** Start of SUPPLIED INFORMATION **

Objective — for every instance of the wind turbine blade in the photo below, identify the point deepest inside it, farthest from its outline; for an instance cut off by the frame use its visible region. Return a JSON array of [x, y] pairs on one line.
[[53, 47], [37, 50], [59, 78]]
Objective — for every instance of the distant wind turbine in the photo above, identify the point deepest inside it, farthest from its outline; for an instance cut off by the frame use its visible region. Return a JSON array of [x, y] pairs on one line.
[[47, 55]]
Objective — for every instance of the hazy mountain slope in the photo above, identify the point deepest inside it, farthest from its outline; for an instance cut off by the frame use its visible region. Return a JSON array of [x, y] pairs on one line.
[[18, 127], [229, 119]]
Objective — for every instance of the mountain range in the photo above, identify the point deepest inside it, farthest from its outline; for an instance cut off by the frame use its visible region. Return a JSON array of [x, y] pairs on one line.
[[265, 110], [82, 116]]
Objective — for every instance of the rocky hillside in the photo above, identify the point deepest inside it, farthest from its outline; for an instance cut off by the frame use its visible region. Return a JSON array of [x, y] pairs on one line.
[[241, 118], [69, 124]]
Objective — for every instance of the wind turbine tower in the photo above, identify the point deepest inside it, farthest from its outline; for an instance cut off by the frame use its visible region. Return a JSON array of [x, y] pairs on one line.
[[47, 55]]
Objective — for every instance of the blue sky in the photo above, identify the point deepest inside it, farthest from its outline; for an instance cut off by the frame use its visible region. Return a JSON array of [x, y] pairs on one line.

** End of SUPPLIED INFORMATION **

WORK TO COMPLETE - Can you render the lines starting at the one containing "Objective — for every instance of the hazy" and ending at the one containing "[[18, 127], [229, 119]]", both included, as a JSON list of strings with one string per line and blank lines left out?

PROBLEM SOLUTION -
[
  "Objective — for every instance of the hazy mountain slope in the photo above, identify the point deepest inside it, farthest from its outline; for an instance cut off by the frame use its visible region. Return a JSON array of [x, y] pairs on one line.",
  "[[18, 127], [229, 119]]"
]